• **Records**:
== Segment start ==

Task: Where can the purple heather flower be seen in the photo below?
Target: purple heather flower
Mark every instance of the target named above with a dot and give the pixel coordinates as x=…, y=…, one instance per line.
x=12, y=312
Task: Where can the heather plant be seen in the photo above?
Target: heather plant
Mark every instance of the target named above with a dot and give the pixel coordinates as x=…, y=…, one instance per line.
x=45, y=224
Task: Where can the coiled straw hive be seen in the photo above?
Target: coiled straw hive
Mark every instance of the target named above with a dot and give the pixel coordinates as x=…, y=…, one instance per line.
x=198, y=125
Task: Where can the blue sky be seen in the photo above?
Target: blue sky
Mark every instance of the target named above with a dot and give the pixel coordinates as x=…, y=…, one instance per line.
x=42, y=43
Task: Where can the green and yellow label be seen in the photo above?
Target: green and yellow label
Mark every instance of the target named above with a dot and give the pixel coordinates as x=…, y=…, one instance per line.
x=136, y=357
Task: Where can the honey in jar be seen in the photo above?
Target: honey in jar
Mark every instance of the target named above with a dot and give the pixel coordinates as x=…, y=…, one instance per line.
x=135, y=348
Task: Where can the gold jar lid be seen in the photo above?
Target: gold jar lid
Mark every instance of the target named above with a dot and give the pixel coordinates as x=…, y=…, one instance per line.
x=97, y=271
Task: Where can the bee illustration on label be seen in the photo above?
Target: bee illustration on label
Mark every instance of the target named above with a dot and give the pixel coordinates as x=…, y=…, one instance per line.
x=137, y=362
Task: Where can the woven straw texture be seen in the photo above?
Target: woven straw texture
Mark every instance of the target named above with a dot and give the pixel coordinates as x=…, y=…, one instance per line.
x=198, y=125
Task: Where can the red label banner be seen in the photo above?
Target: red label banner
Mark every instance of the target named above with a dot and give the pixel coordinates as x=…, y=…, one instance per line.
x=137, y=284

== Segment end ==

• **What to do**:
Each line from the one containing "Target: bee illustration on label" to the end of the listing above must be printed exactly, and no other line may appear.

• **Result for this exercise**:
Target: bee illustration on label
Mark every instance of the target named above with a dot and give the pixel coordinates as x=…, y=…, one instance per line.
x=137, y=362
Task: Where can the woven straw texture be seen in the photo above?
Target: woven straw texture
Mark every instance of the target named above with a dot and give the pixel coordinates as x=…, y=…, one instance per line.
x=198, y=125
Task: Where can the red label banner be seen in the photo above?
Target: red label banner
Mark every instance of the target named above with a dot and give the pixel coordinates as x=…, y=…, one instance per line.
x=137, y=284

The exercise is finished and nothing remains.